# start of Data records
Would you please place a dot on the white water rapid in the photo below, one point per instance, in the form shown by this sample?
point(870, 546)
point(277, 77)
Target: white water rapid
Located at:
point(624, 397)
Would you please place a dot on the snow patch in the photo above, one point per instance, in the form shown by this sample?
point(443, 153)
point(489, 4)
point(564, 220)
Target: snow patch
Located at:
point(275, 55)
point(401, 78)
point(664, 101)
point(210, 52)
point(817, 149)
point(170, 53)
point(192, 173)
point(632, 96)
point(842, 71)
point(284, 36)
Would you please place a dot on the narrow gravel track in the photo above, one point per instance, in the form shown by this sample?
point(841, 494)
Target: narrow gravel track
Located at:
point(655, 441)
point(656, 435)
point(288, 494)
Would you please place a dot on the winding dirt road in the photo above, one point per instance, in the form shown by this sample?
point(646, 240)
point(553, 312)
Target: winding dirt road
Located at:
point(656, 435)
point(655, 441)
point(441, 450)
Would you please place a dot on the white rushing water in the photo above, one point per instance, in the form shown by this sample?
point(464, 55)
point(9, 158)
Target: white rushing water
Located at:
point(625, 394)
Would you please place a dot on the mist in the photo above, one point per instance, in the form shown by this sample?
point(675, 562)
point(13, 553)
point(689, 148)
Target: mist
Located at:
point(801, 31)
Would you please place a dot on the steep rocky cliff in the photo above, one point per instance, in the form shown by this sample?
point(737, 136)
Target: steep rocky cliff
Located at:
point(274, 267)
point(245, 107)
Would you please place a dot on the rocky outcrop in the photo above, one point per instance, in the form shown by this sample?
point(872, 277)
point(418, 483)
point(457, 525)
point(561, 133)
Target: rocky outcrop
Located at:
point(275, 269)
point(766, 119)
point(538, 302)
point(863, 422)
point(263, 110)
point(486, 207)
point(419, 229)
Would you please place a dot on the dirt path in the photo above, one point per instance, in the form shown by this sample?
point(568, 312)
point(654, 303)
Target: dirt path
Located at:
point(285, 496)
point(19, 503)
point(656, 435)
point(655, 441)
# end of Data records
# start of Data records
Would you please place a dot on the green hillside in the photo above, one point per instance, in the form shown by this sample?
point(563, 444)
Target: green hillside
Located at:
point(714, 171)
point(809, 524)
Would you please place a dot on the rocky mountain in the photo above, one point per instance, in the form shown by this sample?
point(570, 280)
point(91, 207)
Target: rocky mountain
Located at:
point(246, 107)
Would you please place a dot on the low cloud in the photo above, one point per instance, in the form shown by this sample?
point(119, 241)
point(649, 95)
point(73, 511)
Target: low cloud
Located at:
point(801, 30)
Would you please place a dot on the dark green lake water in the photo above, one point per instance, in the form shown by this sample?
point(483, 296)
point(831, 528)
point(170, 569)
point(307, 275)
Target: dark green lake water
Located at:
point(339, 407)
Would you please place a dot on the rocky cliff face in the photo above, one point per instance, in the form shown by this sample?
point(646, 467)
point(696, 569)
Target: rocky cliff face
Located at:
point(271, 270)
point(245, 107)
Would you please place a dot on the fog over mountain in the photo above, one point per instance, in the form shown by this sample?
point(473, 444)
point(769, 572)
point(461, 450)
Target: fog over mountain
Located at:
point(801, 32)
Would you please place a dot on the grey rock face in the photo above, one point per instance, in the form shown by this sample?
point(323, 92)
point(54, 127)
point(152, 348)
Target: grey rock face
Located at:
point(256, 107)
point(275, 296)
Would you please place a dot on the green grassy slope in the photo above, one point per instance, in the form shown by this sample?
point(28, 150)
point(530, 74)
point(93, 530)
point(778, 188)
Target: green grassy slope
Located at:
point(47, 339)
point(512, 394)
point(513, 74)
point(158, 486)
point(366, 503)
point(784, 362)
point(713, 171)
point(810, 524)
# end of Data records
> **Required work**:
Write out everything from the line containing "Would you please place a dot on the white water" down to the line containing "point(624, 397)", with "river rapid" substituted for "white water rapid" and nothing else changed.

> **Problem solution**:
Would you please place a dot on the river rapid in the photo below, one point per instance, in the form shown by this sample?
point(870, 546)
point(277, 77)
Target: river rapid
Located at:
point(624, 397)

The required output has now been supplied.